- [What you have to do] Copy out every line of the data below word for word, but leave out the pictures.
------ Data provided
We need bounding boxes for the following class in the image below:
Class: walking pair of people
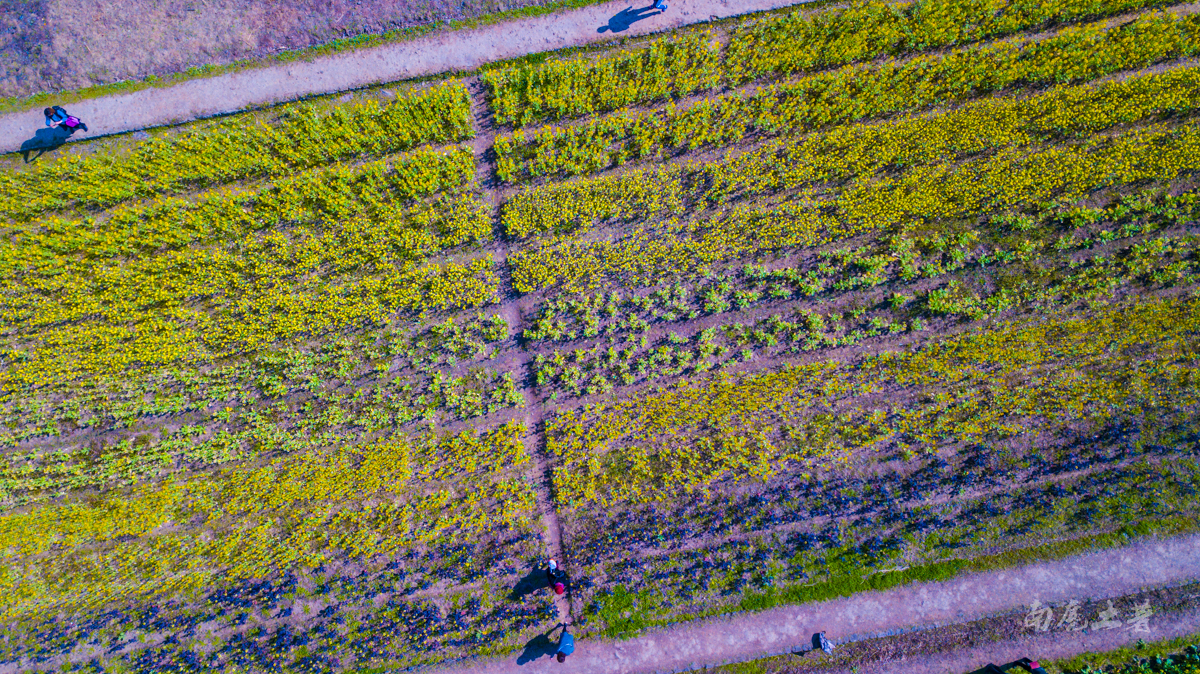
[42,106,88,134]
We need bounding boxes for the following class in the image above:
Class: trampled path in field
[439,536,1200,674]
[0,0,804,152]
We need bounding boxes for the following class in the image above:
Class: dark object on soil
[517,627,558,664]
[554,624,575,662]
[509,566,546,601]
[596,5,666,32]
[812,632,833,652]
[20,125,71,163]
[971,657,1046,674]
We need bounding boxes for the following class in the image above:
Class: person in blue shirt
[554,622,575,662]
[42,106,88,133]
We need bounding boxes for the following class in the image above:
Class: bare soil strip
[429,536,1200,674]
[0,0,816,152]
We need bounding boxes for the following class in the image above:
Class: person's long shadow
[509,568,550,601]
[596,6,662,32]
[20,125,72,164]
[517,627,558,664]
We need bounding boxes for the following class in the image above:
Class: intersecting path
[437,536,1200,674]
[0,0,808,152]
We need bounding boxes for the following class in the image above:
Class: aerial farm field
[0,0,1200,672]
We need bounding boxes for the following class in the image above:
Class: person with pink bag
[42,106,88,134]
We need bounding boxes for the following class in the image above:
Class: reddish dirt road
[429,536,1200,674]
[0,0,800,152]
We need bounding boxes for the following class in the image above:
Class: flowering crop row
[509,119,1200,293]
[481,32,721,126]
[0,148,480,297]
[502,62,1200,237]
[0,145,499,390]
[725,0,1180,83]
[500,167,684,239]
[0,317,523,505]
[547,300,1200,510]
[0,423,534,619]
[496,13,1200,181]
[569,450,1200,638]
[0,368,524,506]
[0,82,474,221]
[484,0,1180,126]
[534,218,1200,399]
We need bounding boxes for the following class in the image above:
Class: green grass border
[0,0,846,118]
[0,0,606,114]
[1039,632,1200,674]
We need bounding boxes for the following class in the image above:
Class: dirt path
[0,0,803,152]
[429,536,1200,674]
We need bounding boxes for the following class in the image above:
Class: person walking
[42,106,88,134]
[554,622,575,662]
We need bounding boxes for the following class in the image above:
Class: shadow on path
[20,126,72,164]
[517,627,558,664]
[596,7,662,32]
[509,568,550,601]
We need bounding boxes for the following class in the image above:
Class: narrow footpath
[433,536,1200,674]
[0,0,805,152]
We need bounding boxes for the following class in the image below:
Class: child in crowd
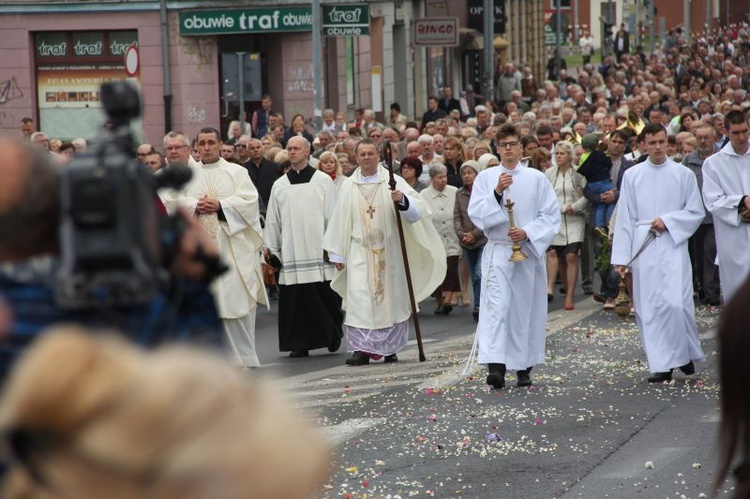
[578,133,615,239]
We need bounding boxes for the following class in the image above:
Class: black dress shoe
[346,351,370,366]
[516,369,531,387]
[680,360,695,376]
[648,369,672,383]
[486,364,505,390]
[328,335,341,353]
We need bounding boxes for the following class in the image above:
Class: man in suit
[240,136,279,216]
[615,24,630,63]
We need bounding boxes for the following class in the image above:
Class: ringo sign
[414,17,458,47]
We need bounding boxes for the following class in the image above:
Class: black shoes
------------
- [The answer]
We need bounding boxes for the following class in the image below:
Class: walking pair of people
[42,106,88,134]
We need bounding boxes for the following class in the image above:
Class: trampled path in field
[439,536,1200,674]
[0,0,804,152]
We need bounding boxes for the following class in the image above:
Class: dark object on soil
[517,627,558,664]
[554,624,575,662]
[509,566,546,601]
[596,5,666,32]
[812,632,833,652]
[20,125,71,163]
[971,657,1046,674]
We need bounding boxes for the following class in the image above:
Class: person in blue shirt
[554,622,575,662]
[42,106,88,133]
We need bounding boxes for the following class in the image above:
Class: bare soil strip
[429,536,1200,674]
[0,0,816,152]
We need bounding boxes for the following class in the image above:
Class: person's long shadow
[509,568,550,601]
[596,6,662,32]
[20,125,72,164]
[517,627,558,664]
We need bounding boxes for the following class in the image above:
Class: intersecting path
[437,536,1200,674]
[0,0,808,152]
We need bounding boxes for the following class in the image above:
Class: aerial farm field
[0,0,1200,672]
We need bounding boxes for the following class in the image above:
Class: person with pink bag
[42,106,88,134]
We need bounding boxes for the following class in the image above:
Class: reddish dirt road
[429,536,1200,674]
[0,0,800,152]
We need bounding boxes for the following class in the image above:
Class: flowering crop row
[509,119,1200,293]
[481,32,721,126]
[0,148,480,297]
[502,62,1200,237]
[0,145,499,390]
[725,0,1180,83]
[500,167,684,239]
[0,317,523,505]
[547,300,1200,510]
[0,423,534,619]
[496,13,1200,181]
[569,450,1200,638]
[0,368,524,506]
[0,82,474,221]
[484,0,1180,126]
[534,218,1200,399]
We need bounding boxes for the following class in the image above:
Class: green grass border
[0,0,846,118]
[0,0,606,114]
[1039,632,1200,674]
We need bounding boxes for the following class in the image above:
Class: dirt path
[0,0,803,152]
[429,536,1200,674]
We need bounding boxes for the following class in the image above:
Class: person walking
[42,106,88,134]
[554,622,575,662]
We need bounding boxes for the following class in the image above:
Class: shadow on path
[20,126,72,164]
[517,627,558,664]
[596,7,662,32]
[509,568,550,601]
We need bounding boxes for the following class in the image above:
Class: narrow footpath
[433,536,1200,674]
[0,0,805,152]
We need bounding boxes for the following class in the image below:
Class: child in crowd
[578,133,615,239]
We need bounding boxes for the following class in the image above:
Class: black dress shoe
[346,351,370,366]
[516,369,531,387]
[680,360,695,376]
[648,369,672,383]
[486,364,505,390]
[328,335,341,353]
We need bounding boxes for the following class in the image above:
Class: man in suit
[240,136,279,216]
[615,24,630,63]
We need bounding boxes for the following class in the image above:
Class: ringo sign
[414,17,458,47]
We need bounding boxes for the following class in the image above:
Class: black shoes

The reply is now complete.